If I had to pick the greatest pleasure of being a herbalist, beside watching people become well and fall in love with plants, its picking flowers in the morning for medicine.
There is a very old flower meditation from India. In this meditation you are ask to go out and pick a particular of flower, it could white, red, yellow, blue, even green flowers, until you have full basket. Then you sit quietly and gaze upon the flowers, imaging your body is being infused with the flowers’ softness. When you mind feels soft and still, you close your eyes and picture the basket of flowers in your mind’s eye. When you can perfectly picture the flowers in your mind’s eye, you then carry the bliss of flowers.
Now you are probably thinking, do different colours create different experiences.
In the tradition of meditation, meditating on white flowers balances the water element and calms hatred. Meditation on red flowers balance the fire element and calms desire. Meditation on blue flowers balances the space element and calms confusion. Meditation on yellow flowers balances the earth element and calms greed (as well as feelings of scarcity) and finally meditation on green flowers balances the air element and calms anxiety.
So in the morning, when picking your flowers for medicine, feel their softness in your mind/body and enjoy the bliss for the rest of the day.

■ **Referring-expression pointing data**:
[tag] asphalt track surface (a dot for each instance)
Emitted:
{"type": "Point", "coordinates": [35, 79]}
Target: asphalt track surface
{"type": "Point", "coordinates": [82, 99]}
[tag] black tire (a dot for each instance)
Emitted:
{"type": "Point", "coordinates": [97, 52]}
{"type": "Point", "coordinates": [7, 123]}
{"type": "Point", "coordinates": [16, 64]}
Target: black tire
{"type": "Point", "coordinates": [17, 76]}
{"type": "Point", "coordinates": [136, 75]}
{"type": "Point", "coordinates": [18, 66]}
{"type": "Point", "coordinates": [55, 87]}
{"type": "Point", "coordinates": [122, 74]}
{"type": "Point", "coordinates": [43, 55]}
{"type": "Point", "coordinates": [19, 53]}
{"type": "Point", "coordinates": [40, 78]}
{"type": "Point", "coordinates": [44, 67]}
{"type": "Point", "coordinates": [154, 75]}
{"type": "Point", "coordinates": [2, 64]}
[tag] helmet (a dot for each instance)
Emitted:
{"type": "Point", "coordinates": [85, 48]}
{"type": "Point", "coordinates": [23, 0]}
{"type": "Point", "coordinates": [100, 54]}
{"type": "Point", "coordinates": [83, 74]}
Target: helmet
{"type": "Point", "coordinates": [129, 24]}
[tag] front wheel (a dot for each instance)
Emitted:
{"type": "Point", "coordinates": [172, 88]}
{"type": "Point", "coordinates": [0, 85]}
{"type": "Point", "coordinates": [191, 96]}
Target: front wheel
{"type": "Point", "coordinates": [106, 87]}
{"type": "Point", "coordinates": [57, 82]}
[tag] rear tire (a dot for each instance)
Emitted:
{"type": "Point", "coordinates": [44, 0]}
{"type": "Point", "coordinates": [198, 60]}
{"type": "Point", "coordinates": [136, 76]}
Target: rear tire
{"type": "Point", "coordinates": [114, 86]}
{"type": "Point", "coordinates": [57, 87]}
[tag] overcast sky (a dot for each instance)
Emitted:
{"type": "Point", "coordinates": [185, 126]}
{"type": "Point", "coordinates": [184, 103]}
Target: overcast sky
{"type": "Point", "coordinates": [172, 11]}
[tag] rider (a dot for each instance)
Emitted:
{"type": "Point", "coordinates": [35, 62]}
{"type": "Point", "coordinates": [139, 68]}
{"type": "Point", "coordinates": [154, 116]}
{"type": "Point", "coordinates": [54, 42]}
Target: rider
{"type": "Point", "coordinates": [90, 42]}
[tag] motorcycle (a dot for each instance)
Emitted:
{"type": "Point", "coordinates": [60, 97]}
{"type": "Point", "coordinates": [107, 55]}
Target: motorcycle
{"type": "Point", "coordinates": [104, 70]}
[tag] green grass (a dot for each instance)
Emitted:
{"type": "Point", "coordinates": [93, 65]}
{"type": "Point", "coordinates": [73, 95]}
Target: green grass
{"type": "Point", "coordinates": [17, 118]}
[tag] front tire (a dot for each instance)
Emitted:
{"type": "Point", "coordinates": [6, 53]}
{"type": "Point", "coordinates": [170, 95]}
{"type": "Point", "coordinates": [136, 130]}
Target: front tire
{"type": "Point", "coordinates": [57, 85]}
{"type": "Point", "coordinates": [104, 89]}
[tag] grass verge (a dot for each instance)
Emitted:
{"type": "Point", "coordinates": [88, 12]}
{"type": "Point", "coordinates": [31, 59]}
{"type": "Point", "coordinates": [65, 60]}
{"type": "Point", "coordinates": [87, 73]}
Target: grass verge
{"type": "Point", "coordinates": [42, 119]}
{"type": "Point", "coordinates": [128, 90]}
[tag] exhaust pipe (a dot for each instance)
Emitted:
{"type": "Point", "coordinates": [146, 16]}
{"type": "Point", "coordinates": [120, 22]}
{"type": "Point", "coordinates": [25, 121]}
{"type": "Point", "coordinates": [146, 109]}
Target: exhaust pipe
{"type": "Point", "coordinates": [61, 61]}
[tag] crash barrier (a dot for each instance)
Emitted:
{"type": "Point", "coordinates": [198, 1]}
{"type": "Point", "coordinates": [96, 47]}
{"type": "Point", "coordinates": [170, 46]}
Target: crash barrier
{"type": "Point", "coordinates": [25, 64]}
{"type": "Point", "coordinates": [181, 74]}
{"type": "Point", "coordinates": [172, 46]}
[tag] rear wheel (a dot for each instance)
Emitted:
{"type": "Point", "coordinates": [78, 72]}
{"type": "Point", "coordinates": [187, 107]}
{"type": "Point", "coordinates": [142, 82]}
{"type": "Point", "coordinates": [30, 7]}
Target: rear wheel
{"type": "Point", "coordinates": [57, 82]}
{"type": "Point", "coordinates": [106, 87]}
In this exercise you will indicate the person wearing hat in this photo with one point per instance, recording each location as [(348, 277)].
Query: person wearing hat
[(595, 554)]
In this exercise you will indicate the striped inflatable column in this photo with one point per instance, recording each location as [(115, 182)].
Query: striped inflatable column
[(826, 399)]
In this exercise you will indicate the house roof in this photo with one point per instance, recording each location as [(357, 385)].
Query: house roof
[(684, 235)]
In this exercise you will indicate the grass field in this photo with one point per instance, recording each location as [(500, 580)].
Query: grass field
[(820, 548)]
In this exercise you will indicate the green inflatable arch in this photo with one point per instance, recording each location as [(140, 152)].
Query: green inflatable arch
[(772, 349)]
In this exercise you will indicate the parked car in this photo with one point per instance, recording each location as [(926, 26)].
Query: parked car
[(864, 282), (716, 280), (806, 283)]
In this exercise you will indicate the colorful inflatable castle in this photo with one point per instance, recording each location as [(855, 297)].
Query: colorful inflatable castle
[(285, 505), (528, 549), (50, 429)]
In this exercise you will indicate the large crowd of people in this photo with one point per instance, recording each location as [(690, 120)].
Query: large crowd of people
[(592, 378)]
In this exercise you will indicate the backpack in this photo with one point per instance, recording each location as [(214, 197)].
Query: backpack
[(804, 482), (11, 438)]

■ **EXERCISE**:
Quote the whole flower meditation passage word for word. Work from the flower meditation passage alone and ignore the rows.

■ **EXERCISE OUTPUT**:
If I had to pick the greatest pleasure of being a herbalist, beside watching people become well and fall in love with plants, its picking flowers in the morning for medicine.
There is a very old flower meditation from India. In this meditation you are ask to go out and pick a particular of flower, it could white, red, yellow, blue, even green flowers, until you have full basket. Then you sit quietly and gaze upon the flowers, imaging your body is being infused with the flowers’ softness. When you mind feels soft and still, you close your eyes and picture the basket of flowers in your mind’s eye. When you can perfectly picture the flowers in your mind’s eye, you then carry the bliss of flowers.
Now you are probably thinking, do different colours create different experiences.
In the tradition of meditation, meditating on white flowers balances the water element and calms hatred. Meditation on red flowers balance the fire element and calms desire. Meditation on blue flowers balances the space element and calms confusion. Meditation on yellow flowers balances the earth element and calms greed (as well as feelings of scarcity) and finally meditation on green flowers balances the air element and calms anxiety.
So in the morning, when picking your flowers for medicine, feel their softness in your mind/body and enjoy the bliss for the rest of the day.